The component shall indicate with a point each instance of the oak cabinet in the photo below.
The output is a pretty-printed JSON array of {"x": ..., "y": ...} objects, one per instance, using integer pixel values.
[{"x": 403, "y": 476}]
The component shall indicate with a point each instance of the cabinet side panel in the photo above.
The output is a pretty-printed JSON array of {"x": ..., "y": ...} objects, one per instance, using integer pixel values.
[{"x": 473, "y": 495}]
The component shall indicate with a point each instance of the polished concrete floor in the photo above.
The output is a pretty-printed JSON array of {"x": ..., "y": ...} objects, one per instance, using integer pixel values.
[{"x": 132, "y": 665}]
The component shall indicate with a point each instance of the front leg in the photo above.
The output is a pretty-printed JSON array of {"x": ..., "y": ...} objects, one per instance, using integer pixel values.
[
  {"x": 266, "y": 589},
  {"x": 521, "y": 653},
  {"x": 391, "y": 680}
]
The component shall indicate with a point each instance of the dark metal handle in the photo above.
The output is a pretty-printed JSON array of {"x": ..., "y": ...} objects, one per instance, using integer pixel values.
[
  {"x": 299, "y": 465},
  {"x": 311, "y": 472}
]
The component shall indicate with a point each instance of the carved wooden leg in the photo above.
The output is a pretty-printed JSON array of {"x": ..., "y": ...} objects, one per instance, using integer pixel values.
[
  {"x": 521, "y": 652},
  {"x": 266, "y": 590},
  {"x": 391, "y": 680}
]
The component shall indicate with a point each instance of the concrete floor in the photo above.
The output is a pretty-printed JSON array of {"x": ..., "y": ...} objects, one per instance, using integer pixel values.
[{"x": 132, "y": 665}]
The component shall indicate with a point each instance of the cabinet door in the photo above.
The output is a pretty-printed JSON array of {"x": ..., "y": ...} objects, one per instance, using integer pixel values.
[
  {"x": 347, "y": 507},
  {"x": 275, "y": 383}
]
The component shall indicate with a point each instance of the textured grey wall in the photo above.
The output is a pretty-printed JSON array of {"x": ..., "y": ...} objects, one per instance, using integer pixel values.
------------------------------------
Give the lines again, starting with the line that contains "wooden leg in the photo above." and going on through the last line, with "cabinet door" replaced by "cupboard door" and everything else unchanged.

The component shall indicate with a point each instance of the carved wooden leg in the photo above.
The output is a pretty-printed JSON array of {"x": ..., "y": ...} objects, one per instance, using integer pixel values.
[
  {"x": 521, "y": 652},
  {"x": 266, "y": 590},
  {"x": 391, "y": 680}
]
The component shall indicate with a point each instance of the concrete floor in the photo above.
The output is a pretty-printed JSON array of {"x": ..., "y": ...} objects, one per instance, using integer pixel values.
[{"x": 132, "y": 665}]
The component shall indicate with a point each instance of the cupboard door in the photo above.
The output is a pretty-printed JSON array of {"x": ..., "y": ...} objects, one per instance, using integer pixel values.
[
  {"x": 347, "y": 507},
  {"x": 275, "y": 383}
]
The component shall indicate with a point each instance of the textured grey wall in the photo above.
The output is a pretty-printed JSON array of {"x": ..., "y": ...} objects, one per instance, using integer pixel values.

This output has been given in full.